#### Problem statement
Rewrite all of the data below as a JSON list of strings, one string for each line, skipping any blank lines.

Raw data
┏━━
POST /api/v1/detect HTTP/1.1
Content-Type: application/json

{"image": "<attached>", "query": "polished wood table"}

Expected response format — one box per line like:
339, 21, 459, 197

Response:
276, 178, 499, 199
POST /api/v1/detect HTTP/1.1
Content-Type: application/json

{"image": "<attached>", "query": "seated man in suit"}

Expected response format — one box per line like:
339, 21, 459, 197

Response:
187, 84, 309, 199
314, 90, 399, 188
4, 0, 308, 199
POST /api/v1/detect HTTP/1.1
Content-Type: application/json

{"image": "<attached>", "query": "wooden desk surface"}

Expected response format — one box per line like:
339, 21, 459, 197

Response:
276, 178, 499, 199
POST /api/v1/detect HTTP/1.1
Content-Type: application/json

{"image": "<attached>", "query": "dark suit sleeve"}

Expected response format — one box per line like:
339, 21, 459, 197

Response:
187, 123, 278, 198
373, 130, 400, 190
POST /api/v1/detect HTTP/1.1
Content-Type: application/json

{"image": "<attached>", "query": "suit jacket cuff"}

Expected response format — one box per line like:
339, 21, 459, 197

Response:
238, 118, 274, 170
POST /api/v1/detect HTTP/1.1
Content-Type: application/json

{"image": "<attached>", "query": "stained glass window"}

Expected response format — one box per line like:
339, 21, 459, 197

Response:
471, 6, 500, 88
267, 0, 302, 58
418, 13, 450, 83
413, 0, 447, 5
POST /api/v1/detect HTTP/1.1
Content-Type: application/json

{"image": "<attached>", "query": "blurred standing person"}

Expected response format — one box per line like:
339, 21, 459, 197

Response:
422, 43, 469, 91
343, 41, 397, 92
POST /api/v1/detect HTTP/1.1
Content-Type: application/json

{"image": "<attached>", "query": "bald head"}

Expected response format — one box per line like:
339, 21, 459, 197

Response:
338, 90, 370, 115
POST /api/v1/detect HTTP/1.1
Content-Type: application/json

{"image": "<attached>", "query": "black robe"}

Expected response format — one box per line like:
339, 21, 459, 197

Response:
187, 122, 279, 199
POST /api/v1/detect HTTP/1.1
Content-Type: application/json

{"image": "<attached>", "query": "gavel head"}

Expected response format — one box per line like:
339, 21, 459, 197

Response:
┗━━
#### Answer to this exercise
[
  "POST /api/v1/detect HTTP/1.1",
  "Content-Type: application/json",
  "{\"image\": \"<attached>\", \"query\": \"polished wood table\"}",
  "Expected response format — one box per line like:",
  "339, 21, 459, 197",
  "Response:",
  "276, 178, 499, 199",
  "POST /api/v1/detect HTTP/1.1",
  "Content-Type: application/json",
  "{\"image\": \"<attached>\", \"query\": \"seated man in suit\"}",
  "Expected response format — one box per line like:",
  "339, 21, 459, 197",
  "Response:",
  "187, 84, 309, 199",
  "314, 90, 399, 188",
  "4, 0, 308, 199",
  "POST /api/v1/detect HTTP/1.1",
  "Content-Type: application/json",
  "{\"image\": \"<attached>\", \"query\": \"wooden desk surface\"}",
  "Expected response format — one box per line like:",
  "339, 21, 459, 197",
  "Response:",
  "276, 178, 499, 199",
  "POST /api/v1/detect HTTP/1.1",
  "Content-Type: application/json",
  "{\"image\": \"<attached>\", \"query\": \"dark suit sleeve\"}",
  "Expected response format — one box per line like:",
  "339, 21, 459, 197",
  "Response:",
  "187, 123, 278, 198",
  "373, 130, 400, 190",
  "POST /api/v1/detect HTTP/1.1",
  "Content-Type: application/json",
  "{\"image\": \"<attached>\", \"query\": \"suit jacket cuff\"}",
  "Expected response format — one box per line like:",
  "339, 21, 459, 197",
  "Response:",
  "238, 118, 274, 170",
  "POST /api/v1/detect HTTP/1.1",
  "Content-Type: application/json",
  "{\"image\": \"<attached>\", \"query\": \"stained glass window\"}",
  "Expected response format — one box per line like:",
  "339, 21, 459, 197",
  "Response:",
  "471, 6, 500, 88",
  "267, 0, 302, 58",
  "418, 13, 450, 83",
  "413, 0, 447, 5",
  "POST /api/v1/detect HTTP/1.1",
  "Content-Type: application/json",
  "{\"image\": \"<attached>\", \"query\": \"blurred standing person\"}",
  "Expected response format — one box per line like:",
  "339, 21, 459, 197",
  "Response:",
  "422, 43, 469, 91",
  "343, 41, 397, 92",
  "POST /api/v1/detect HTTP/1.1",
  "Content-Type: application/json",
  "{\"image\": \"<attached>\", \"query\": \"bald head\"}",
  "Expected response format — one box per line like:",
  "339, 21, 459, 197",
  "Response:",
  "338, 90, 370, 115",
  "POST /api/v1/detect HTTP/1.1",
  "Content-Type: application/json",
  "{\"image\": \"<attached>\", \"query\": \"black robe\"}",
  "Expected response format — one box per line like:",
  "339, 21, 459, 197",
  "Response:",
  "187, 122, 279, 199",
  "POST /api/v1/detect HTTP/1.1",
  "Content-Type: application/json",
  "{\"image\": \"<attached>\", \"query\": \"gavel head\"}",
  "Expected response format — one box per line like:",
  "339, 21, 459, 197",
  "Response:"
]